**WHAT TO WORK ON**
1 – In the text on grammatical aspect, what does the progressive aspect pair auxiliary be with?
2 – Please repeat, word for word, everything in the text on grammatical aspect from "Then there’s habitual" down to "all the time].".

# TEXT SEGMENT start

She be’s out on that bike every Sunday
They do be up late chatting
Everyone knows about grammatical tense – it involves placing a situation in time, using inflections and auxiliaries to mark temporal location in the past, present, future, etc. Aspect, though less familiar, also concerns time: specifically, how a speaker views the temporal structure or properties of an action or situation, such as whether it’s complete, habitual, or still in progress.
So for example, in the progressive aspect an action is, was, or will be in progress: am walking, was writing, will be singing. It pairs auxiliary be with a gerund-participle complement (__ing). The terminology can be forbidding, but the structure is familiar.
Then there’s habitual aspect for habitual or repeated events or states. In the past tense, English can use would (She would make tea when we called) or used to (We used to meet daily). In English present tense, habitual aspect is not marked, and is often indicated with adverbs or adverbials: We go there [regularly / all the time].

# TEXT SEGMENT end
# INFORMATION SUPPLIED start

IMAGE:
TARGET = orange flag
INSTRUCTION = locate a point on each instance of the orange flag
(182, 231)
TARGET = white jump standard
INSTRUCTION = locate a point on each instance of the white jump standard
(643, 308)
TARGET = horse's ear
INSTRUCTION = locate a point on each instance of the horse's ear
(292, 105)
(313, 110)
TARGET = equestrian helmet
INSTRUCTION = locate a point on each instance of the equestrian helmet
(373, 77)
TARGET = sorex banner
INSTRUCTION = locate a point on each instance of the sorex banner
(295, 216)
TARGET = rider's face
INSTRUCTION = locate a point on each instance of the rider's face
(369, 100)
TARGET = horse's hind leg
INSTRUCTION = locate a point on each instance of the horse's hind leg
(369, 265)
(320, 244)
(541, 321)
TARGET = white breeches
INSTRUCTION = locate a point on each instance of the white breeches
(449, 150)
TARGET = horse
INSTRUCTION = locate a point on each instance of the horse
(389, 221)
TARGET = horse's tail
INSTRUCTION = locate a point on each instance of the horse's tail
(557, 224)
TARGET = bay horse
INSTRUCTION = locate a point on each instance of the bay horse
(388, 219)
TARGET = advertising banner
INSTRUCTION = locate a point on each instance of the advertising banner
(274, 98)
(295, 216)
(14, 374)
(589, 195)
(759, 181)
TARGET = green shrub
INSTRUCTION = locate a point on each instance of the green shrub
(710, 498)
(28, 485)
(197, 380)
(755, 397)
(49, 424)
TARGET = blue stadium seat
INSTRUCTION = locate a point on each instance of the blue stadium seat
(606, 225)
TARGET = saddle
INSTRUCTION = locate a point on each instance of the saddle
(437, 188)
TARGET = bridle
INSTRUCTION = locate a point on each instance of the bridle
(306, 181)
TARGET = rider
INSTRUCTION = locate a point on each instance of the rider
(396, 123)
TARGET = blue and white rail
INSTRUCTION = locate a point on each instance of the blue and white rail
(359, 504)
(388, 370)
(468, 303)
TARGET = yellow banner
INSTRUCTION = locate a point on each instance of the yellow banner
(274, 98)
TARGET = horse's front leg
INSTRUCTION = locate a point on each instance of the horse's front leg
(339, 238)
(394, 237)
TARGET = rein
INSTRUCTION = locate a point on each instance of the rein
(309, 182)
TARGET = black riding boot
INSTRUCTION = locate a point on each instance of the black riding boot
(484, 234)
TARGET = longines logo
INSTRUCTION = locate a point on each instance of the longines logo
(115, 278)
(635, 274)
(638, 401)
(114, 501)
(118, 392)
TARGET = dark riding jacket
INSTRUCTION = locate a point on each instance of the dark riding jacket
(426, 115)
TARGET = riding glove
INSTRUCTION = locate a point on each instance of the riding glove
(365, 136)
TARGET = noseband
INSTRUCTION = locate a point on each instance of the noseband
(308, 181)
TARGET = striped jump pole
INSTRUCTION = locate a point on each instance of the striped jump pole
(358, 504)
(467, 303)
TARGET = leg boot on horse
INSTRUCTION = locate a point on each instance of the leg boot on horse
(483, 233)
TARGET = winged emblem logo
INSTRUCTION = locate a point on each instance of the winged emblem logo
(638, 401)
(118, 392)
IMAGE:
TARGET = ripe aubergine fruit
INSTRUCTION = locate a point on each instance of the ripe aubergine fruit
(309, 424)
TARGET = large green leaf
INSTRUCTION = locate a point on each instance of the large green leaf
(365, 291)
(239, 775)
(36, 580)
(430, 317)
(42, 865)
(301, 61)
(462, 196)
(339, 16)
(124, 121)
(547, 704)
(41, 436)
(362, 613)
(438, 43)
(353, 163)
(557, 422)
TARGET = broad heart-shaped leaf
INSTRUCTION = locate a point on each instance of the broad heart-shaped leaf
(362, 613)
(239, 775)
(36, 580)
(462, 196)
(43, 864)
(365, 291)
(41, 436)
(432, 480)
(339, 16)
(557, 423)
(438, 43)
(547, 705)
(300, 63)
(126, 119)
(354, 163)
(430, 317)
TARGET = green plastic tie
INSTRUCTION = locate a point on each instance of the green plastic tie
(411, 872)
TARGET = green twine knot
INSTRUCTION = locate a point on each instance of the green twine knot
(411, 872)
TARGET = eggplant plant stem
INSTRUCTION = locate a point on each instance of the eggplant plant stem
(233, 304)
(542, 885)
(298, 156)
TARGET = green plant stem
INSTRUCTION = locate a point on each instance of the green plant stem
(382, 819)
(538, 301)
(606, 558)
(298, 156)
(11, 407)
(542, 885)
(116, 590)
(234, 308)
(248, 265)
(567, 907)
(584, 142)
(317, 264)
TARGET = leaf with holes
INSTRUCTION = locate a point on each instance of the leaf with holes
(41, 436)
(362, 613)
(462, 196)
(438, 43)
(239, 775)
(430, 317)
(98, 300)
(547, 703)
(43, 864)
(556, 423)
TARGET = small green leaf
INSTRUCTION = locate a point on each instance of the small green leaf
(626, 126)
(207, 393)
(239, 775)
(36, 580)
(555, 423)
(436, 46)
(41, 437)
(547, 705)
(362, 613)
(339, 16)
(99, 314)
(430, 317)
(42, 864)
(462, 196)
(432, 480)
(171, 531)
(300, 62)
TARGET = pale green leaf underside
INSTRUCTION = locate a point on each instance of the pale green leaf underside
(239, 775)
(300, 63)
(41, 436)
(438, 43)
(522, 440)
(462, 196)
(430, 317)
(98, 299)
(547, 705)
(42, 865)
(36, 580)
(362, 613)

# INFORMATION SUPPLIED end

**FINAL RESULTS**
1 – A gerund-participle complement (__ing).

2 –
Then there’s habitual aspect for habitual or repeated events or states. In the past tense, English can use would (She would make tea when we called) or used to (We used to meet daily). In English present tense, habitual aspect is not marked, and is often indicated with adverbs or adverbials: We go there [regularly / all the time].